Source text |
- Opening Delimiter -

The United States Department of Justice has unsealed a pair of indictments that detail alleged Russian government hackers’ efforts to use supply chain attacks and malware in an attempt to compromise and control critical infrastructure around the world – including at least one nuclear power plant.
The documents detail two conspiracies said to have run from 2012 to 2018 and “targeted thousands of computers, at hundreds of companies and organizations, in approximately 135 countries.”
One of the indictments, United States v. Pavel Aleksandrovich Akulov, et al [PDF] describes a campaign undertaken by individuals the DoJ has characterized as “three officers of Russia’s Federal Security Service (FSB)” who worked in teams code-named “Berzerk Bear” and “Energetic Bear”.
The trio allegedly spent 2012 to 2014 working on a project code-named “Dragonfly” during which a supply chain attack targeted updates of industrial control systems and supervisory control and data acquisition systems (ICS and SCADA). Legitimate updates to that software were infected with malware named “Havex” that allowed the attackers to create back doors and scan networks for more targets. Over 17,000 devices were infected in the US alone. The indictment states that their efforts gave Russia the chance to “damage such computer systems at a future time of its choosing.”
From 2014 to 2017 the crew moved on to “Dragonfly 2.0” and “transitioned to more targeted compromises that focused on specific energy sector entities and individuals and engineers who worked with ICS/SCADA system.”
Legitimate updates to ICS and SCADA software were infected with malware
That campaign included a spear phishing attack that the DoJ states compromised machines at “the Wolf Creek Nuclear Operating Corporation (Wolf Creek) in Burlington, Kansas, which operates a nuclear power plant.”
The other indictment [PDF] describes the activities of a chap named Evgeny Viktorovich Gladkikh, who worked for the Russian Ministry of Defense, according to the DoJ.
In 2017, Gladkikh is alleged to have targeted refinery safety systems made by Schneider Electric with malware named “Triton” or “Trisis”.
Triton/Trisis was spotted in the wild in 2017, when it was observed attacking targets in the Middle East and rated as the work of a nation-state attacker.
Whatever the name, it’s nasty code. The DoJ says it can make safety refineries work in an unsafe fashion but leave the compromised code reporting all is well. Thankfully, running the malware caused a fault that prompted the Schneider products to initiate emergency shutdowns rather than allow worse damage.
The 2017 attacks took place outside the United States. In 2018, Gladkikh tried the same malware on US targets, but failed.
Both indictments were filed in 2021 and the DoJ does not mention if any arrests have taken place. The accused are Russian nationals, though, and the USA and Russia do not have an extradition treaty. And given relations between the two nations are at post-Cold-War low point, the chances the four named individuals will ever see handcuffs or grace a stateside court room are very low.
The DoJ has used the unsealing of the indictments to remind US businesses that they are constantly at risk of cyber attacks, reinforcing White House messaging issued earlier this week about Russia preparing revenge attacks on US targets as reprisal for sanctions imposed in the wake of the Kremlin’s illegal invasion of Ukraine. The USA has also repeatedly stated it is working to improve its capability to detect, defend against, and aggressively disrupt foreign actors that target its private and public sectors.
Of course the US itself has form executing attacks not entirely dissimilar to those described in the indictments. The Stuxnet worm that rampaged through industrial control systems around the world is widely held to have started life as an American attack on Iran’s nuclear capabilities.

- Closing Delimiter -

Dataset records

- Opening Delimiter -

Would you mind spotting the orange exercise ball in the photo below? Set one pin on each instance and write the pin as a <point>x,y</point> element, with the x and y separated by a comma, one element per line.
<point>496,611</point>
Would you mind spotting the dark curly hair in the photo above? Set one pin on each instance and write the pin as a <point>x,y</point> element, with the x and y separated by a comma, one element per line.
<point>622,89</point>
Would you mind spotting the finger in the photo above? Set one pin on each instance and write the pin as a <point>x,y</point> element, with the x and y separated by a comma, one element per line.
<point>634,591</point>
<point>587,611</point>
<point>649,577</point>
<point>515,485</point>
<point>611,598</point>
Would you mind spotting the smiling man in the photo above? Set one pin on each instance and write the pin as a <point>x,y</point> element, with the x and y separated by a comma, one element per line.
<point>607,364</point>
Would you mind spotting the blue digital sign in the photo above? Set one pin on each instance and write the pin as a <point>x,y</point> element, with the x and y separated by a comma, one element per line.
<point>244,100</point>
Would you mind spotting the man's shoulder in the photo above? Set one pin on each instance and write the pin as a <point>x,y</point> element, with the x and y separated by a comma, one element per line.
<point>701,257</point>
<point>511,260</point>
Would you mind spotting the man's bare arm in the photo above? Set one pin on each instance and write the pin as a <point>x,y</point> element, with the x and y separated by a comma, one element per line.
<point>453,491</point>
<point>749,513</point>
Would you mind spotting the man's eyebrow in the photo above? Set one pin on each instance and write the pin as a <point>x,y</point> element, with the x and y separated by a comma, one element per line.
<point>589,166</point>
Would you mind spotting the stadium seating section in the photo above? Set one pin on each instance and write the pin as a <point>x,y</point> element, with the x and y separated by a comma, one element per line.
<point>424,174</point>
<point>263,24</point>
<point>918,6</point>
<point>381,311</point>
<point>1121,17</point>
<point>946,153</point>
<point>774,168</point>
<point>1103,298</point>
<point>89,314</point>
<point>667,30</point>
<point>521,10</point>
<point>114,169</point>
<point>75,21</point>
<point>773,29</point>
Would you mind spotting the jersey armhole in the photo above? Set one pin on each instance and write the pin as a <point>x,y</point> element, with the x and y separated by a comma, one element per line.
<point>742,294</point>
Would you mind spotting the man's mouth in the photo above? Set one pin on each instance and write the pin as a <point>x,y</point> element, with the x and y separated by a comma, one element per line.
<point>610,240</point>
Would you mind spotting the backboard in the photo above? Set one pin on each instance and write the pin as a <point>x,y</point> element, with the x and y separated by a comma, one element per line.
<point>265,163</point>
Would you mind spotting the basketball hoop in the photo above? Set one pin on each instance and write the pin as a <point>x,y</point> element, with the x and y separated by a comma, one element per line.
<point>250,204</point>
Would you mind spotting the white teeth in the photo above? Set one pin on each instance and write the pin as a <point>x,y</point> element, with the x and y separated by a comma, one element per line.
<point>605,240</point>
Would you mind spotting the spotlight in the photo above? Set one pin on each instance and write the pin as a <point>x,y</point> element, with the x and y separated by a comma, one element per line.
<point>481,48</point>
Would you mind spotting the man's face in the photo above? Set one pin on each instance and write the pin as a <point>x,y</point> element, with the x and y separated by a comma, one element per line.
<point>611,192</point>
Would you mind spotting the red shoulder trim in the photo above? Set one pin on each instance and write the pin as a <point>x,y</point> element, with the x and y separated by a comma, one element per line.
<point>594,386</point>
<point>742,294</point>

- Closing Delimiter -

Tasks to perform |
1. Answer these from the article on the Russian hacking indictments:
(a) How many devices were infected in the US alone during the "Dragonfly" project?
(b) According to the DoJ, whom did Evgeny Viktorovich Gladkikh work for?
(c) In what year were both indictments filed?
2. Echo the part of the article on the Russian hacking indictments starting at "From 2014 to" and ending at "to the DoJ.".
The items are separate from the article and have no connection to it.

Results of the tasks |
1.
(a) Over 17,000
(b) The Russian Ministry of Defense
(c) 2021

2.
From 2014 to 2017 the crew moved on to “Dragonfly 2.0” and “transitioned to more targeted compromises that focused on specific energy sector entities and individuals and engineers who worked with ICS/SCADA system.”
Legitimate updates to ICS and SCADA software were infected with malware
That campaign included a spear phishing attack that the DoJ states compromised machines at “the Wolf Creek Nuclear Operating Corporation (Wolf Creek) in Burlington, Kansas, which operates a nuclear power plant.”
The other indictment [PDF] describes the activities of a chap named Evgeny Viktorovich Gladkikh, who worked for the Russian Ministry of Defense, according to the DoJ.